Page excerpt:
* * *
The rows of \(\mathbf{Y}\) is sampled
from \(\mathcal{MVN}(X\mathbf{B}^*,(\mathbf{\Theta}^*)^{-1})\).
'Beta'
, 'Theta'
: the true parameters
\(\mathbf{B}^* \in \mathbb{R}^{p\times
q}\) and \(\mathbf{\Theta}^* \in
\mathbb{R}^{q\times q}\) for the generative model that will be
estimated later (see the later section for more details on their
structures and sparsity).
'Z'
: a corrupted response matrix \(\mathbf{Z} \in \mathbb{R}^{n\times q}\)
having elements \(\mathbf{Z}_{ij}\)
(\(\forall\ i=1,...,n,\ \ j=1,...,q\))
which is either NA
or equal to \(\mathbf{Y}_{ij}\).
The probabilities of missingness for the response variables and the
missing mechanism are specified by 'rho'
and
'missing.type'
, respectively. 'rho'
can be a
scalar or a vector of length \(q\). In
the code above, 'rho' = 0.1
indicates an overall missing
rate of around 10%. In addition to "MAR"
, the
'missing.type'
can also be "MCAR"
or
"MNAR"
, see the later section for more details on how
missing values are generated under different mechanisms.
NOTE 1: the program only accepts missing values that are coded as either
NA
s orNaN
s.
NOTE 2: although the program will provide estimates even when \(n \leq \text{max}(p,q)\), convergence is likely to be rather slow, and the variance of estimation is likely to be excessively large. Therefore, we suggest that both the predictor columns and the response columns be reduced (filtered) if possible, prior to fitting any models. For example in genomics, where \(\mathbf{X}\) can very wide (i.e. large \(p\)), we often filter features based on variance or coefficient of variation.
We can easily visualize how missing data is distributed in the corrupted response matrix \(\mathbf{Z}\) using package visdat:
A single model can be fitted using the most basic call to
missoNet
:
## Training set
X.tr <- sim.dat$X[tr, ] # predictor matrix
Z.tr <- sim.dat$Z[tr, ] # corrupted response matrix
## Using the training set to fit the model.
* * *
(Records from a collection)
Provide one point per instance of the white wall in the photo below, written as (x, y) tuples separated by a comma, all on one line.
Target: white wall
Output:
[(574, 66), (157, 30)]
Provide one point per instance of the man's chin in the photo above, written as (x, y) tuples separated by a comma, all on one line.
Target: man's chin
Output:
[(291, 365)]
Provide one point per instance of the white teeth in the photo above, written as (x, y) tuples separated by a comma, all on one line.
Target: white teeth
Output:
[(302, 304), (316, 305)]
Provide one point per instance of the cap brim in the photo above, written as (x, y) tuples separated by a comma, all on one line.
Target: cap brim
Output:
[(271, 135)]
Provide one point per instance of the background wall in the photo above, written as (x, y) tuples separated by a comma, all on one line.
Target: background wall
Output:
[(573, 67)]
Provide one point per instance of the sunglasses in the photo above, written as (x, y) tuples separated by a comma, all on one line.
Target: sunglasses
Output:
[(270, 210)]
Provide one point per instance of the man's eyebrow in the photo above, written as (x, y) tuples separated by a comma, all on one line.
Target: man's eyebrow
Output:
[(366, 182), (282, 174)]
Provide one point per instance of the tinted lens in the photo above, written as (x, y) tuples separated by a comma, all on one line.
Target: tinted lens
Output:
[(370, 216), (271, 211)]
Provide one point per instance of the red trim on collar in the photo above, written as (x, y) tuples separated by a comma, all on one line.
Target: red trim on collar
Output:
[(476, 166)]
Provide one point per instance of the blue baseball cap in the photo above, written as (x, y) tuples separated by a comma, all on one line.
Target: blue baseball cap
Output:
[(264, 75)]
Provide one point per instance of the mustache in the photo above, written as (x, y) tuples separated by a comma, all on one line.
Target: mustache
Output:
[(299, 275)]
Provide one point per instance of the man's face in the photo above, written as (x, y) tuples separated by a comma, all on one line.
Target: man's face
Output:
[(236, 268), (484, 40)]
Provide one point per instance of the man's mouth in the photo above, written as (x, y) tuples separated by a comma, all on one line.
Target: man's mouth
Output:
* * *
Tasks:
A: Copy the missoNet excerpt word for word from "NOTE 2: although" up to and including "fit the model.".
B: What do these questions about the missoNet excerpt have as answers?
(i) In the code described, what value is 'rho' set to, and what overall missing rate does that indicate?
(ii) Besides "MAR", which two values can 'missing.type' take?
(iii) Which package is named for visualizing how missing data is distributed in the corrupted response matrix?
C: Does each statement agree with the missoNet excerpt? Give yes or no and quote the deciding words.
(i) 'rho' must be a scalar.
(ii) Where possible, the predictor and response columns should be filtered before any models are fitted.
(iii) The program gives no estimates when n is less than or equal to the larger of p and q.
The records are material separate from the missoNet excerpt.

Solved problems:
A:
NOTE 2: although the program will provide estimates even when \(n \leq \text{max}(p,q)\), convergence is likely to be rather slow, and the variance of estimation is likely to be excessively large. Therefore, we suggest that both the predictor columns and the response columns be reduced (filtered) if possible, prior to fitting any models. For example in genomics, where \(\mathbf{X}\) can very wide (i.e. large \(p\)), we often filter features based on variance or coefficient of variation.
We can easily visualize how missing data is distributed in the corrupted response matrix \(\mathbf{Z}\) using package visdat:
A single model can be fitted using the most basic call to
missoNet
:
## Training set
X.tr <- sim.dat$X[tr, ] # predictor matrix
Z.tr <- sim.dat$Z[tr, ] # corrupted response matrix
## Using the training set to fit the model.

B:
(i) 'rho' is set to 0.1, which indicates an overall missing rate of around 10%.
(ii) "MCAR" and "MNAR".
(iii) visdat.

C:
(i) No: "'rho' can be a scalar or a vector of length \(q\)."
(ii) Yes: "we suggest that both the predictor columns and the response columns be reduced (filtered) if possible, prior to fitting any models."
(iii) No: "although the program will provide estimates even when"